_TEXT PROVIDED_
REPL Session

This is script that runs a session on any REPL following a description in a JSON file. The output contains the commands entered and the results given. This can be useful to drive documentation tests or literate programming tasks. This way we decouple running the commands from rendering or presenting the corresponding results, leading to better reproducibility, caching output and modularity w.r.t. any other tools that you may use.

This is very similar to running a Jupyter notebook from the console, with the benefit that you don't need a Jupyter kernel available for the language you're using. The downside is that REPLs can be messy to interact with.

Is this for you?

This is only really useful if you're hacking together a literate programming environment similar to Entangled. Suppose you have your documentation written in Markdown, ready for rendering with MkDocs or Pandoc. You want to automatically evaluate some expressions in this document as if they're entered in a REPL and process the results for inclusion in the document generator. Here repl-session is a nicely confined command-line tool, so its easy to integrate into a build pipeline.

How does it work?

The REPL of your choice is started and interacted with through the pexpect library. All I/O is dealt with through msgspec.

The preferred way to solve this is by using jupyter-client in combination with an existing Jupyter kernel. However, not all languages have a Jupyter kernel available, and developing one takes a bit more than configuring pexpect for an existing REPL. I may still include Jupyter support in this application at a later stage.

Install

Install with,

pip install repl-session

Or equivalent Poetry, Astral Uv, Hatch or Conda commands.

Documentation

The full documentation is available at entangled.github.io/repl-session.

Examples

Here are some examples where we could interact with a REPL successfully. In general, the less intricate the REPL the better the results.

Chez Scheme

I like to work with Chez Scheme. Suppose I want to document an interactive session. This can be done:

#| file: test/scheme.yml
#| file: test/scheme.yml
#| file: test/scheme.yml
#| file: test/scheme.yml
#| file: test/scheme.yml
config:
  command: "scheme --eedisable"
  first_prompt: "> "
  change_prompt: '(waiter-prompt-string "{key}>")'
  prompt: "{key}> "
  # continuation_prompt: ""
commands:
  - command: (* 6 7)
  - command: |
      (define (fac n init)
        (if (zero? n)
          init
          (fac (- n 1) (* init n)))))
  - command: (fac 10 1)

Passing this to repl-session, it will start the Chez Scheme interpreter, waiting for the > prompt to appear. It then changes the prompt to a generated uuid4 code, for instance 27e87a8a-742c-4501-b05d-b05814f5a010>. This will make sure that we can't accidentally match something else for an interactive prompt (imagine we're generating some XML!). Since commands are also echoed to standard out, we need to strip them from the resulting output. Running this should give:

repl-session < test/scheme.yml | jq '.commands.[].output'

"42"

_DATA EXCERPT_

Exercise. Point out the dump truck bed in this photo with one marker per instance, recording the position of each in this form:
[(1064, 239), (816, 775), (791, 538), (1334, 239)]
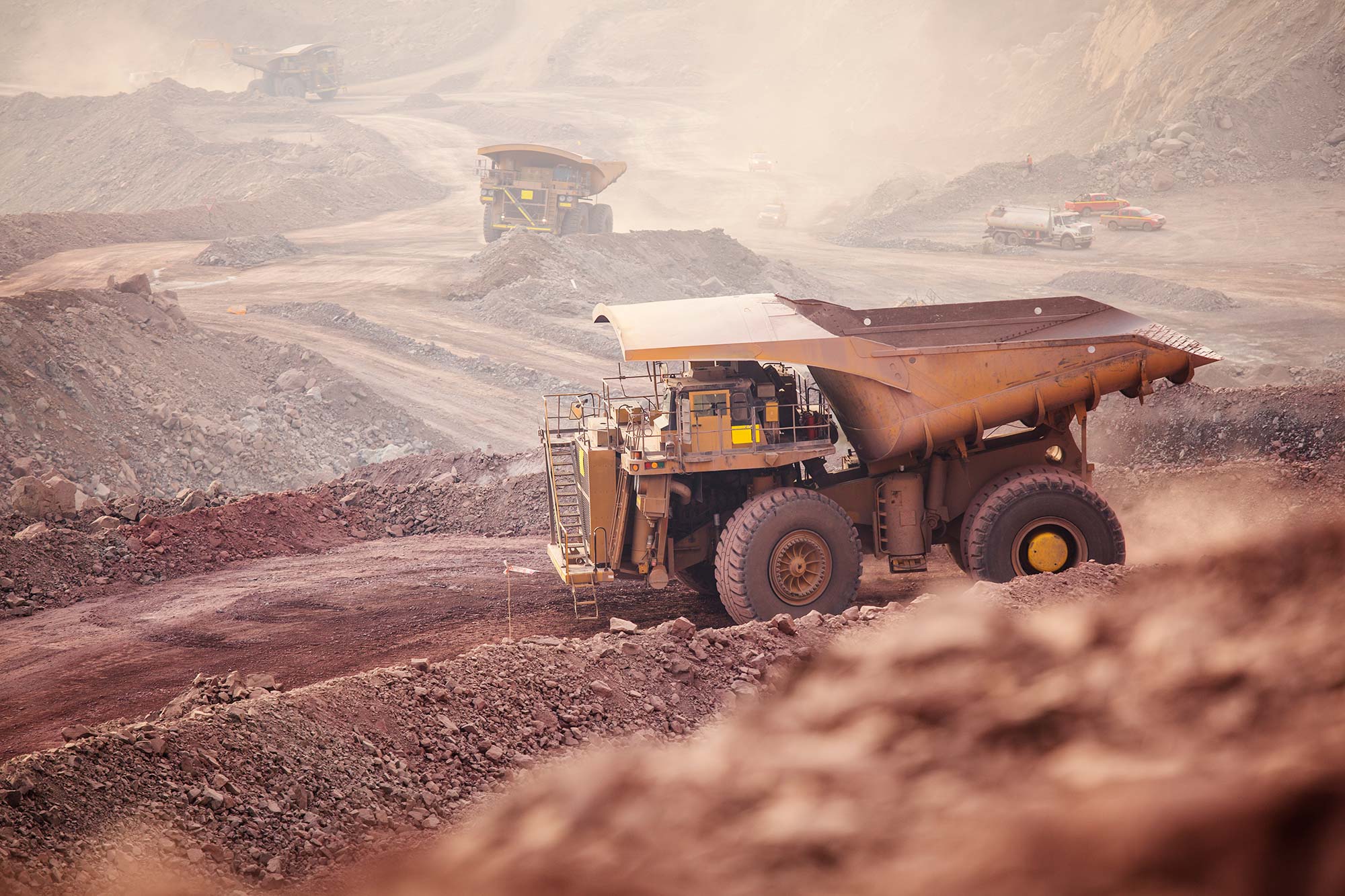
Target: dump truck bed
[(906, 381)]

_CHALLENGE 1_
Print the part of the REPL Session text starting with "The REPL of" and going on through "or Conda commands.".
_CHALLENGE 2_
According to the REPL Session text, which library is used to start and interact with the chosen REPL?
_CHALLENGE 3_
Write the next part of the REPL Session text, picking up right after its final line.
The listing was gathered from a different source than the REPL Session text.

_EXPECTED OUTPUT 1_
The REPL of your choice is started and interacted with through the pexpect library. All I/O is dealt with through msgspec.

The preferred way to solve this is by using jupyter-client in combination with an existing Jupyter kernel. However, not all languages have a Jupyter kernel available, and developing one takes a bit more than configuring pexpect for an existing REPL. I may still include Jupyter support in this application at a later stage.

Install

Install with,

pip install repl-session

Or equivalent Poetry, Astral Uv, Hatch or Conda commands.

_EXPECTED OUTPUT 2_
The pexpect library.

_EXPECTED OUTPUT 3_
"(define (fac n init)\n  (if (zero? n)\n    init\n    (fac (- n 1) (* init n)))))"
"3628800"

Lua

This looks very similar to the previous example:

#| file: test/lua.yml
#| file: test/lua.yml
#| file: test/lua.yml
#| file: test/lua.yml
#| file: test/lua.yml
config:
  command: "lua"
  first_prompt: "> "
  change_prompt: '_PROMPT = "{key}> "; _PROMPT2 = "{key}+ "'
  prompt: "{key}> "
  continuation_prompt: "{key}\\+ "
  strip_ansi: true
commands:
  - command: 6 * 7
  - command: '"Hello" .. ", " .. "World!"'
  - command: |
      function fac(n, m)
          if m == nil then
              return fac(n, 1)
          end
          if n == 0 then
              return m
          else
              return fac(n-1, m*n)
          end
      end
  - command: fac(10)

The Lua REPL is not so nice. It sends ANSI escape codes and those need to be filtered out.

repl-session < test/lua.yml | jq '.commands.[].output'

"42"
"Hello, World!"

Python

The Python REPL got a revision in version 3.13, with lots of colour and ANSI codes.

#| file: test/python.yml
#| file: test/python.yml
#| file: test/python.yml
#| file: test/python.yml
#| file: test/python.yml
config:
  command: python -q
  first_prompt: ">>>"
  change_prompt: 'import sys; sys.ps1 = "{key}>>> "; sys.ps2 = "{key}+++ "'
  prompt: "{key}>>> "
  continuation_prompt: "{key}\\+\\+\\+ "
  environment:
    NO_COLOR: "1"
    PYTHON_BASIC_REPL: "1"
commands:
  - command: print("Hello, World!")
  - command: 6 * 7
  - command: |
      def fac(n):
          for i in range(1, n):
              n *= i
          return n
  - command: fac(10)

Input/Output structure

The user can configure how the REPL is called and interpreted.

#| id: input-data
#| id: input-data
#| id: input-data
#| id: input-data
#| id: input-data
class ReplConfig(msgspec.Struct):
    """Configuration

    Attributes:
        command (str): Command to start the REPL
        first_prompt (str): Regex to match the first prompt
        change_prompt (str): Command to change prompt; should contain '{key}' as an
            argument.
        next_prompt (str): Regex to match the changed prompts; should contain '{key}'
            as an argument.
        append_newline (bool): Whether to append a newline to given commands.
        strip_command (bool): Whether to strip the original command from the gotten
            output; useful if the REPL echoes your input before answering.
        timeout (float): Command timeout for this session in seconds.
    """

    command: str
    first_prompt: str
    change_prompt: str
    prompt: str
    continuation_prompt: str | None = None
    strip_ansi: bool = False
    environment: dict[str, str] = msgspec.field(default_factory=dict)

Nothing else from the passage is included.